**Problems and tasks:**
(A) Why does the last code step in the notebook on Sachin Tendulkar's centuries call pd.read_html on a Wikipedia address? Answer in one to three sentences.
(B) Write what comes next in the notebook on Sachin Tendulkar's centuries, starting after its last line.

>> BEGIN Excerpt

Sachin Tendulkar is one of the best batsmen of the history of cricket. Sachin holds the world record for scoring highest number of centuries in international cricket playing formats. This exercise consists of a section of geocoding the venues where Sachin scored his centuties and a visualzation of basic statistics.

The data for this exercise is imported from the Wikipedia page [List of international cricket centuries by Sachin Tendulkar](https://en.wikipedia.org/wiki/List_of_international_cricket_centuries_by_Sachin_Tendulkar).

In [None]:
# Import Libraries
import pandas as pd
from geopandas.tools import geocode
from geopy.geocoders import Nominatim
import time
from pprint import pprint
import folium
from folium import plugins
from folium.plugins import HeatMap
import requests

In [None]:
# Import data from the wikipedia page
data=pd.read_html('https://en.wikipedia.org/wiki/List_of_international_cricket_centuries_by_Sachin_Tendulkar')

>> END Excerpt
>> BEGIN Excerpted data

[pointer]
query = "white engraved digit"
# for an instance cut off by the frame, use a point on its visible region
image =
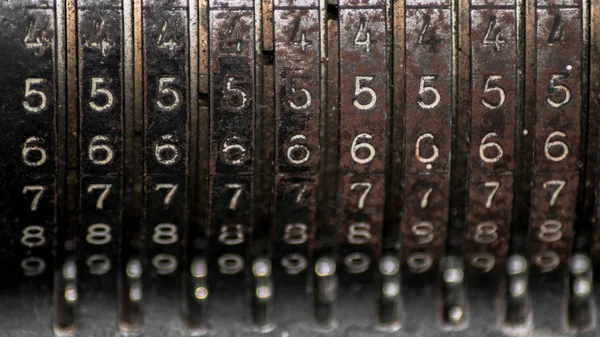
(236, 195)
(106, 190)
(36, 198)
(494, 185)
(172, 190)
(367, 146)
(560, 184)
(425, 199)
(359, 89)
(423, 88)
(30, 92)
(363, 196)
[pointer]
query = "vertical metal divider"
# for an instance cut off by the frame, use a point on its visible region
(129, 286)
(593, 144)
(581, 306)
(323, 277)
(196, 292)
(62, 142)
(454, 305)
(64, 320)
(515, 296)
(393, 237)
(191, 317)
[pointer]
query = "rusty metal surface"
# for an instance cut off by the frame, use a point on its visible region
(101, 134)
(215, 98)
(297, 123)
(428, 48)
(557, 134)
(493, 116)
(364, 119)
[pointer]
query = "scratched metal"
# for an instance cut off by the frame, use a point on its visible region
(232, 92)
(361, 216)
(488, 221)
(551, 231)
(424, 221)
(298, 90)
(230, 221)
(232, 141)
(428, 68)
(363, 90)
(166, 142)
(492, 159)
(428, 65)
(297, 97)
(493, 86)
(557, 135)
(559, 41)
(100, 43)
(27, 177)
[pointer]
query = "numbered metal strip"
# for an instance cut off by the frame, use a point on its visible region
(424, 222)
(232, 91)
(230, 221)
(166, 154)
(428, 60)
(297, 97)
(551, 231)
(363, 89)
(295, 218)
(100, 80)
(28, 141)
(557, 133)
(166, 135)
(493, 120)
(297, 44)
(361, 221)
(489, 219)
(363, 133)
(232, 86)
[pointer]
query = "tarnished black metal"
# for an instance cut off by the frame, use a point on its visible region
(427, 133)
(232, 143)
(100, 79)
(166, 149)
(28, 143)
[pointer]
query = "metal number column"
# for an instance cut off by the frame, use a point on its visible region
(364, 119)
(166, 159)
(29, 150)
(298, 112)
(232, 143)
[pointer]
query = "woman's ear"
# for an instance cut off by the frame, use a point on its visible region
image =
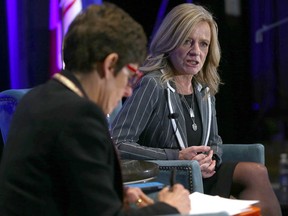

>> END Excerpted data

**Outputs in order:**
(A) The notebook says its data is imported from the Wikipedia page "List of international cricket centuries by Sachin Tendulkar." The last step reads that page's tables into the data variable with pd.read_html.

(B)
The Wikipedia page consists of multiple tables that include different sets of information on Sachin's centuries.

In [None]:
# Number of tables in the Wikipedia page
len(data)

5

First and second tables include the information of Test and ODI (One Day International) centuries. The tables consist of information such as venue, the opponent, and date etc.

In [None]:
# Column names of the first table
data[1].columns

Index(['No.', 'Score', 'Against', 'Pos.', 'Inn.', 'S/R', 'Venue', 'H/A/N',
       'Date', 'Result', 'Ref'],
      dtype='object')

Third table consists of some basics statistics of Sachin's cricket career.

In [None]:
# Third table in the Wikipedia page
data[2].head()

Unnamed: 0.1,Unnamed: 0,Total,Won,Win %,Lost,Lost%,Tie,Tie%,Draw,Draw%,NR,NR%
0,Test,51,20,39.22%,11,21.56%,0,0%,20,39.22%,0,0%
1,ODI,49,33,67.35%,14,28.57%,1,2.04%,0,0%,1,2.04%
2,Total,100,53,53%,25,25%,1,1%,20,20%,1,1%


Add a new column to identify the format (ODI or test) of the each century, because in the next step, we will combine the tables.

In [None]:
# Table with information on Test centuries
centuries_test = data[0]
centuries_test['Format'] = 'Test'
centuries_test.head(5)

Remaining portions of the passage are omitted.